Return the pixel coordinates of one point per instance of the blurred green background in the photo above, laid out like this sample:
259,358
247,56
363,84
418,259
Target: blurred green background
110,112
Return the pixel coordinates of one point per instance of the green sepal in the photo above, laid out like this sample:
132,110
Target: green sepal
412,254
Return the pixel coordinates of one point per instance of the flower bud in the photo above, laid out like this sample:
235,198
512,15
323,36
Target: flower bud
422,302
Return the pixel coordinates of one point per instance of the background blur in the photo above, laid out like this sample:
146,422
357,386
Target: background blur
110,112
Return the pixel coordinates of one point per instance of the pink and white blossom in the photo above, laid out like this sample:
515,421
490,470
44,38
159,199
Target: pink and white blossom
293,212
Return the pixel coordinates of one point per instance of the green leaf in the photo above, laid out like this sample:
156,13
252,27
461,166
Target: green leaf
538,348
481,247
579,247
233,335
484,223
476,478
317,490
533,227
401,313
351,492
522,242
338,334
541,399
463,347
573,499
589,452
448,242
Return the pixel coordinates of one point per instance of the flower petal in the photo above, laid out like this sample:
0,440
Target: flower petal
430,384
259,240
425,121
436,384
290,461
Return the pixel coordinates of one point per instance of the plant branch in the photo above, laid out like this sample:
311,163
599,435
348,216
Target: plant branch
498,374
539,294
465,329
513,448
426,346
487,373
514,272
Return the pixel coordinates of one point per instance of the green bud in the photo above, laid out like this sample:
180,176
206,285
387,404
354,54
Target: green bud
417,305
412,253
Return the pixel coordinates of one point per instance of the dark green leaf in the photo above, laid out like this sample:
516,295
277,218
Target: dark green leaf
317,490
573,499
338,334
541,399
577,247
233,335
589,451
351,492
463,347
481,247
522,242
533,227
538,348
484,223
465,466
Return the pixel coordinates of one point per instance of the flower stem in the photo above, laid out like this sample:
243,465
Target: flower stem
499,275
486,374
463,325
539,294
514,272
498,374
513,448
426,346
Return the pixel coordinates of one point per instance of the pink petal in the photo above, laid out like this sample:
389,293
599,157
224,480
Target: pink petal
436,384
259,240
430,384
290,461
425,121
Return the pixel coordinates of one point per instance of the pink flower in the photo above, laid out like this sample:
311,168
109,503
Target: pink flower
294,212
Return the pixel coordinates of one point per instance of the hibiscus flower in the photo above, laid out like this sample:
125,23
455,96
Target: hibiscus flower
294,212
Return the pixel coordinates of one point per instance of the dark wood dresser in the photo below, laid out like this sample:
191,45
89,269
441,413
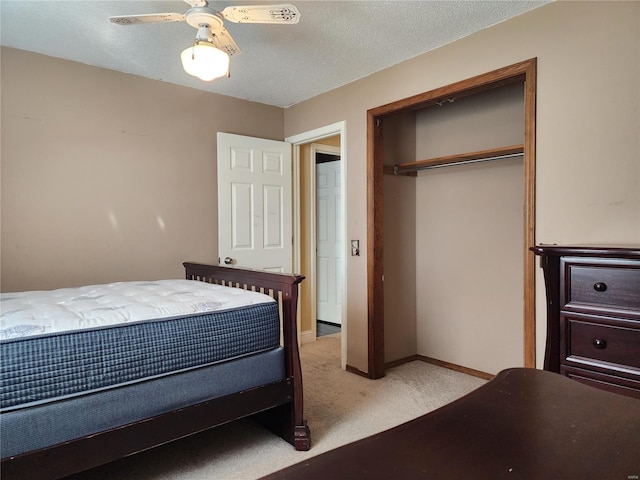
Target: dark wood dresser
593,315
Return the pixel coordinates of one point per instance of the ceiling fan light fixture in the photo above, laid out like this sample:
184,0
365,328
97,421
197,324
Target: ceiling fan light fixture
205,61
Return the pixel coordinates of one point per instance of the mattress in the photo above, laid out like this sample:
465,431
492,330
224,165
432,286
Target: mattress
66,353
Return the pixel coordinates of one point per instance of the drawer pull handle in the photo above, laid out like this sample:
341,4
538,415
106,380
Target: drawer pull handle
600,286
600,344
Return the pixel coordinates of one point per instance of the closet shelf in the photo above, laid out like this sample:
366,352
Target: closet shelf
410,168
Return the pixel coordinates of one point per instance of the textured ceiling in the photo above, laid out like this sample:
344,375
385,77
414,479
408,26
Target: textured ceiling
335,43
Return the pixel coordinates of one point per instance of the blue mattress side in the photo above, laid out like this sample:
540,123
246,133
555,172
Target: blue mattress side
44,368
31,428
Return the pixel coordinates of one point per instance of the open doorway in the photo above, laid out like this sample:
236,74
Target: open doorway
320,279
329,238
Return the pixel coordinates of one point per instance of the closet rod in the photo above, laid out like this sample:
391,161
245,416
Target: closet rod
398,170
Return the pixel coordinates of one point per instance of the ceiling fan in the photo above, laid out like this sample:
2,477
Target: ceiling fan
208,57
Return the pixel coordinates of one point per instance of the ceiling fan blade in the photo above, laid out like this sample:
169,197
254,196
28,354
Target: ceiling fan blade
197,3
147,18
223,40
285,13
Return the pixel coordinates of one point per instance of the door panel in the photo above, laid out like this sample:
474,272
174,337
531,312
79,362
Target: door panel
329,242
254,202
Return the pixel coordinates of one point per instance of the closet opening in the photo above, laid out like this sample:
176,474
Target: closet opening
395,152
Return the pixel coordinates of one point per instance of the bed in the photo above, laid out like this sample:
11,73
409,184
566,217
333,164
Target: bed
80,388
523,424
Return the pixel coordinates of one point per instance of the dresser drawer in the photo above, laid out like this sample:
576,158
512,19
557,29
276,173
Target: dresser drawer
603,286
593,341
623,386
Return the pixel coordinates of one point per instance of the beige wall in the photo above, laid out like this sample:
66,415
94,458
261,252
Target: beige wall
108,176
588,171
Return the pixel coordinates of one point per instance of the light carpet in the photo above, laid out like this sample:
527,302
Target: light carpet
340,408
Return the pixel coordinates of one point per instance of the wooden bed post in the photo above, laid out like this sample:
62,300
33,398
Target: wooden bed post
286,420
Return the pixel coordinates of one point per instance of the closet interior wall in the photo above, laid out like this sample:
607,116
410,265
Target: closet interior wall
454,235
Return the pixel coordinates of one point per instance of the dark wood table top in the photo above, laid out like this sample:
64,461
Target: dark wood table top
523,424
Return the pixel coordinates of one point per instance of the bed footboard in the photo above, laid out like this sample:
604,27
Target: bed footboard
287,420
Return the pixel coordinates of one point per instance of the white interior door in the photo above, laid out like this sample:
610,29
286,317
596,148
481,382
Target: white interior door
254,203
329,242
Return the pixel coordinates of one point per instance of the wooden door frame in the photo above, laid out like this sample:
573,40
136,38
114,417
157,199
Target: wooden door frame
520,72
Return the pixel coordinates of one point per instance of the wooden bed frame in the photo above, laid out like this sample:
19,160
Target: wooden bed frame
279,405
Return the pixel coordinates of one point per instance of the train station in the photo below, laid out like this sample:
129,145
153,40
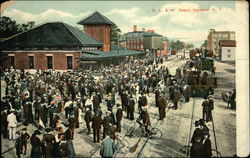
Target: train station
112,80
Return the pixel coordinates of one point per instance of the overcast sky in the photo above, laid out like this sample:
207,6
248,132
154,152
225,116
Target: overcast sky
190,26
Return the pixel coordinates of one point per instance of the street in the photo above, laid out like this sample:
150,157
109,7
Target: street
175,127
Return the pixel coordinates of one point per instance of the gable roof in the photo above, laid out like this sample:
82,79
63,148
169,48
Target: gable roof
227,43
100,55
51,34
137,34
95,18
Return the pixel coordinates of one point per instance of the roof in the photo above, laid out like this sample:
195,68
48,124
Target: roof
95,18
100,55
137,34
228,43
116,47
151,34
51,34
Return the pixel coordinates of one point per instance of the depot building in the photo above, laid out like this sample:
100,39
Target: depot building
57,45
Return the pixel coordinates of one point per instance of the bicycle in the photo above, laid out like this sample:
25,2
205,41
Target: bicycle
153,132
122,145
186,150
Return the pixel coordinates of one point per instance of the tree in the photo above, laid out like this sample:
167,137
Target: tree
177,45
9,27
204,44
115,34
190,45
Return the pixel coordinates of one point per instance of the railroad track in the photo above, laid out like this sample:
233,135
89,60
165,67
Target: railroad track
123,137
187,150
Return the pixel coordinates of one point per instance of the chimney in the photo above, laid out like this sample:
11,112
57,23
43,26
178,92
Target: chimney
135,28
152,31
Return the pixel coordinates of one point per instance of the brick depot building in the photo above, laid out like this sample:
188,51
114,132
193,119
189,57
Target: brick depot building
57,45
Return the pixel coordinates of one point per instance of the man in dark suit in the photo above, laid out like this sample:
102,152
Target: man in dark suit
96,125
96,101
88,118
107,123
211,107
205,109
131,108
162,106
119,115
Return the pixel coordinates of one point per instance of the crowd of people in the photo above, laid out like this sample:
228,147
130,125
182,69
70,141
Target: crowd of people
55,102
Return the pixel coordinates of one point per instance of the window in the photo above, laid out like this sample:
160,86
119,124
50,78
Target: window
50,62
31,62
69,62
12,61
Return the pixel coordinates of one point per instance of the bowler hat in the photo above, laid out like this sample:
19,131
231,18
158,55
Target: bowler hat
37,132
201,121
196,123
48,129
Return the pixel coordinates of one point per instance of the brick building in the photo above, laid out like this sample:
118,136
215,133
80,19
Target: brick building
136,40
57,45
227,50
214,38
53,45
99,27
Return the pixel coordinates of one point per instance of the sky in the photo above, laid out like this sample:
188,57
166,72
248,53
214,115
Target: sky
181,23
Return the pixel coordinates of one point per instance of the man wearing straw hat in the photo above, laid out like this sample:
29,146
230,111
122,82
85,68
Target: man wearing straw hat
145,118
107,122
12,123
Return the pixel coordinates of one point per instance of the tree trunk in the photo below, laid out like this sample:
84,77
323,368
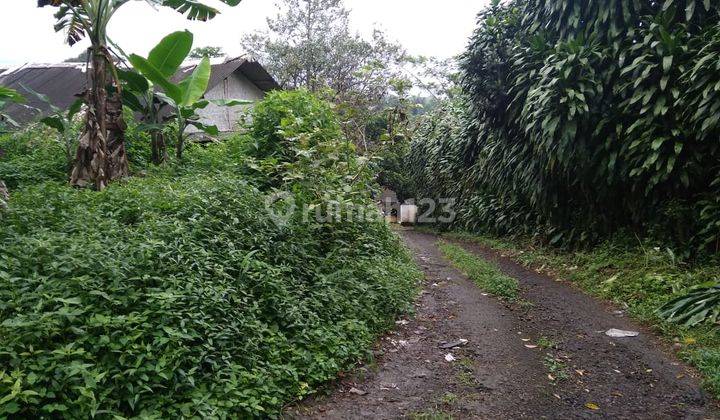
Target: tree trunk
100,155
118,166
4,195
180,146
159,149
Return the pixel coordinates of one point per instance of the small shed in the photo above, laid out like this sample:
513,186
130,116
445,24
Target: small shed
236,78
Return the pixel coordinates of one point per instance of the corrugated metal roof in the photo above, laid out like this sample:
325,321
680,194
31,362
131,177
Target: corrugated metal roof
253,70
63,82
60,82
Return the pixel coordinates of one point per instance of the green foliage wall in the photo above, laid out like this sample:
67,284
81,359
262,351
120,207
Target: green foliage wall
584,117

▶ [To do]:
Take every line from the records above that has the word "below" and copy it.

▶ [Task solution]:
Return the pixel coordinates of one point per instance of the dark wood dresser in the photo below, laid out like this sample:
Return the pixel coordinates of one point per instance of the train station in the photo below, laid out like this sample:
Return the pixel coordinates of one point per instance of the tree trunk in the photo below, laid out like this sample:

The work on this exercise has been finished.